Problem requirements: Please count how many lines below contain the word "answered" and give nothing but that figure.

Natural-language object grounding data:
▶

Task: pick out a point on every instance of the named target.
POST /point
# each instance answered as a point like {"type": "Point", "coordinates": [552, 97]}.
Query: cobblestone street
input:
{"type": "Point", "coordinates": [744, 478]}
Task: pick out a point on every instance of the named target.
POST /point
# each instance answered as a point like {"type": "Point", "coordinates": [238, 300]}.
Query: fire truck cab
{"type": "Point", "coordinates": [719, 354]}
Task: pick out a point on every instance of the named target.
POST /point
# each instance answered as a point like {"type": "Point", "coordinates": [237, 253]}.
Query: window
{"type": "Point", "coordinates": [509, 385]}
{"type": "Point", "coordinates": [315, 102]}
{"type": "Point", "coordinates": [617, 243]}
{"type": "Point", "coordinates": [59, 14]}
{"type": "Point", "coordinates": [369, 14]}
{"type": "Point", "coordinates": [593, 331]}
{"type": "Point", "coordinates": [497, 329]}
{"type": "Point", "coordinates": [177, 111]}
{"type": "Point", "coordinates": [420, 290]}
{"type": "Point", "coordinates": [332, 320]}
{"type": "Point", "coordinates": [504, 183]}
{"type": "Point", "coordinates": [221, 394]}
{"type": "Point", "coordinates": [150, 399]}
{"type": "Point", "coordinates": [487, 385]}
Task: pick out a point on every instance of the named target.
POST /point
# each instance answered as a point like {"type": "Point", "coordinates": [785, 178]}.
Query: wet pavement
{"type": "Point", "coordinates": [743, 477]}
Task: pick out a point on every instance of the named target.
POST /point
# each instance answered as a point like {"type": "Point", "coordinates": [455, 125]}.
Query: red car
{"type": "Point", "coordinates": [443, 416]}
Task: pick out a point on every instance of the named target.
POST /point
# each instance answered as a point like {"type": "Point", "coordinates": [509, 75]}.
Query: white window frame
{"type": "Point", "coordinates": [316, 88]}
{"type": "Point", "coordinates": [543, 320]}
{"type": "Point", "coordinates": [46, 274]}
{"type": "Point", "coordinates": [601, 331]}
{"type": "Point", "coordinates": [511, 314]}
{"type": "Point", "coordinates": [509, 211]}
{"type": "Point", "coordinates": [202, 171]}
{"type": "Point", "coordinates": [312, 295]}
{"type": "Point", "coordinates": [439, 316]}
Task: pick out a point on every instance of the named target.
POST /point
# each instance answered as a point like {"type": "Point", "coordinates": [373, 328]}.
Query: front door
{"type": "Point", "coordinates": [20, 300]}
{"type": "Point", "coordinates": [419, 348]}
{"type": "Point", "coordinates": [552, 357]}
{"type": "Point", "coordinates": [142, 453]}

◀

Written response: 7